文件:

________________

側邊輸入模式

此頁面的範例會向您展示常見的 Beam 側邊輸入模式。側邊輸入是您的 DoFn 在每次處理輸入 PCollection 中的元素時可以存取的額外輸入。如需更多資訊,請參閱程式設計指南中關於側邊輸入的章節

如果您嘗試透過對遠端服務執行鍵值查找來擴充資料,您可能需要先考慮擴充轉換,它可以抽象化側邊輸入的一些細節,並提供額外的好處,例如用戶端節流。

緩慢更新全域視窗側邊輸入

您可以從全域視窗檢索側邊輸入,以便在具有非全域視窗(如 FixedWindow)的管道作業中使用它們。

若要在具有非全域視窗的管道中緩慢更新全域視窗側邊輸入

  1. 撰寫一個 DoFn,定期將資料從有界來源提取到全域視窗中。

    a. 使用 GenerateSequence 來源轉換定期發出一個值。

    b. 實例化一個資料驅動觸發器,該觸發器在每個元素上啟動,並從有界來源提取資料。

    c. 觸發觸發器以將資料傳遞到全域視窗中。

  2. 建立下游轉換的側邊輸入。側邊輸入應適合放入記憶體中。

全域視窗側邊輸入在處理時間觸發,因此主管道會非確定性地將側邊輸入與事件時間中的元素相匹配。

例如,以下程式碼範例使用 Map 來建立 DoFnMap 變成一個 View.asSingleton 側邊輸入,該側邊輸入在每個計數器滴答時重建。側邊輸入每 5 秒更新一次,以示範工作流程。在實際情況中,側邊輸入通常每幾個小時或每天更新一次。

  public static void sideInputPatterns() {
    // This pipeline uses View.asSingleton for a placeholder external service.
    // Run in debug mode to see the output.
    Pipeline p = Pipeline.create();

    // Create a side input that updates every 5 seconds.

________________

資料項目:
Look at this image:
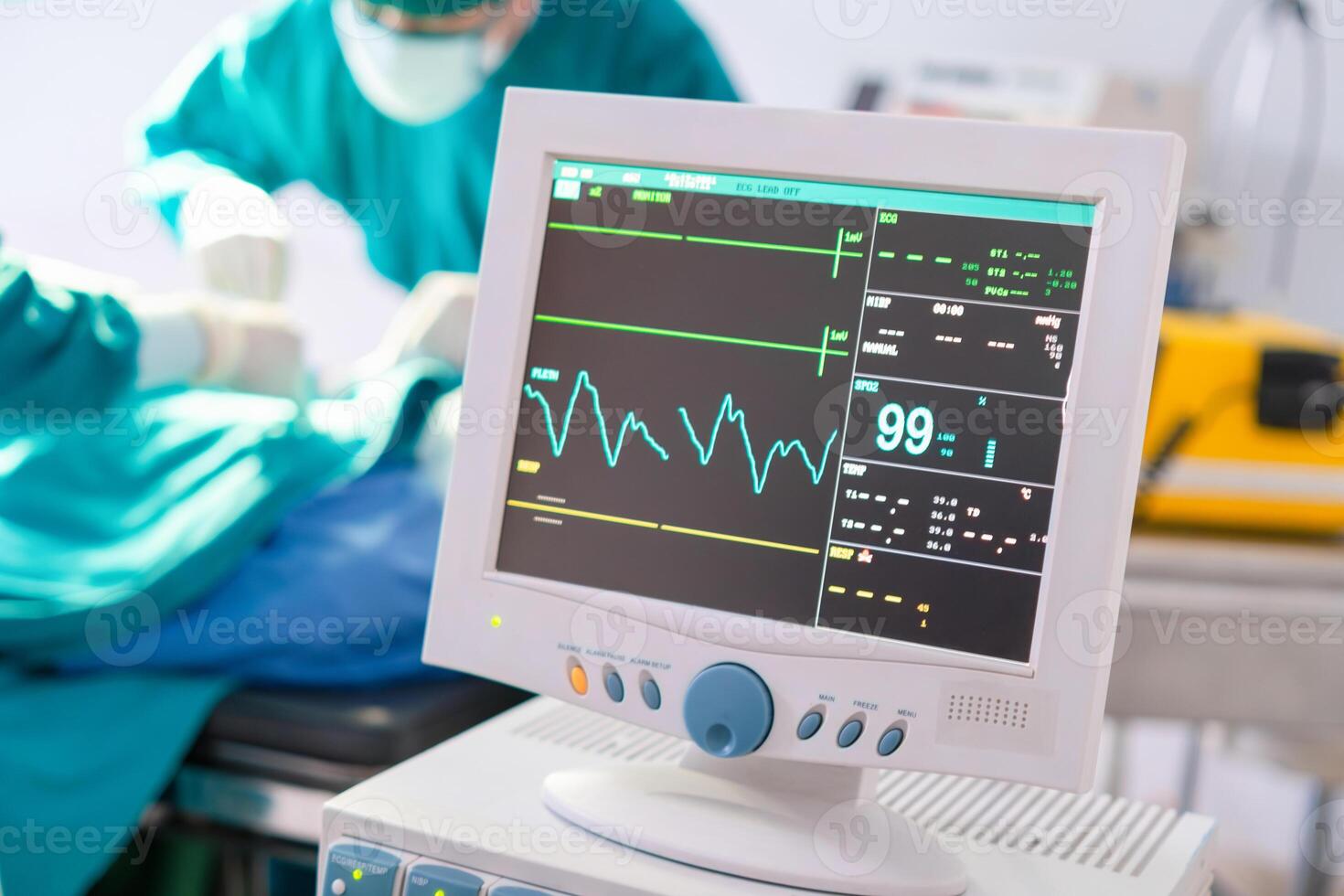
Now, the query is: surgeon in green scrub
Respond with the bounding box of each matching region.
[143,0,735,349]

________________

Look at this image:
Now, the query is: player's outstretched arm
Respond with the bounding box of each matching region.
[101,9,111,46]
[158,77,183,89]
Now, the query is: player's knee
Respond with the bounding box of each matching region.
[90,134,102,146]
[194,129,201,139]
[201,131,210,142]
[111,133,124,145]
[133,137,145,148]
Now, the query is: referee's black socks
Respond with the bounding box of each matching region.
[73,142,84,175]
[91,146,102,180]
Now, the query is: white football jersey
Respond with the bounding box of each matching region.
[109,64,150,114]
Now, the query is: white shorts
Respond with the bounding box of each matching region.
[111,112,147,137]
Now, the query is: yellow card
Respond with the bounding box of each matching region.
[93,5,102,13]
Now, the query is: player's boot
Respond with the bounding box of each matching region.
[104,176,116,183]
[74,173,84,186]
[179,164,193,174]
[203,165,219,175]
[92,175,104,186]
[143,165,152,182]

________________

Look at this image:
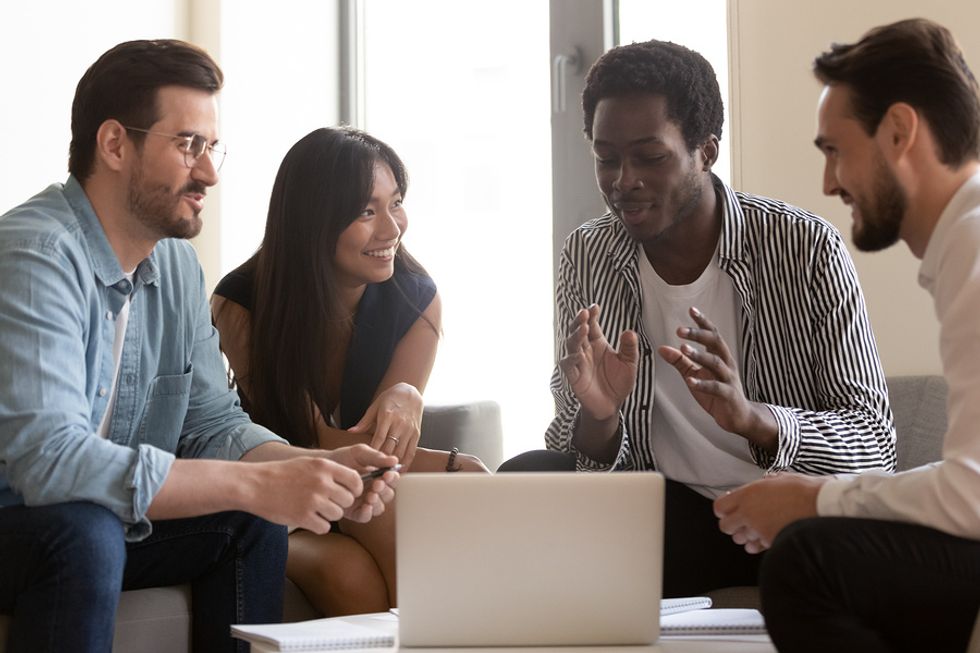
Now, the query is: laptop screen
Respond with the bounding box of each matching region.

________________

練習題目:
a) 側邊輸入模式文件中,「撰寫一個 DoFn,定期將資料從有界來源提取到全域視窗中」之下列有幾個子步驟?請逐一寫出。
b) 請從側邊輸入模式文件的最後一行之後續寫下去。

參考答案:
a)
共有三個子步驟:
a. 使用 GenerateSequence 來源轉換定期發出一個值。
b. 實例化一個資料驅動觸發器,該觸發器在每個元素上啟動,並從有界來源提取資料。
c. 觸發觸發器以將資料傳遞到全域視窗中。

b)
    // View as an iterable, not singleton, so that if we happen to trigger more
    // than once before Latest.globally is computed we can handle both elements.
    PCollectionView<Iterable<Map<String, String>>> mapIterable =
        p.apply(GenerateSequence.from(0).withRate(1, Duration.standardSeconds(5L)))
            .apply(
                ParDo.of(
                    new DoFn<Long, Map<String, String>>() {

                      @ProcessElement
                      public void process(
                          @Element Long input,
                          @Timestamp Instant timestamp,
                          OutputReceiver<Map<String, String>> o) {
                        // Replace map with test data from the placeholder external service.
                        // Add external reads here.
                        o.output(PlaceholderExternalService.readTestData(timestamp));
                      }
                    }))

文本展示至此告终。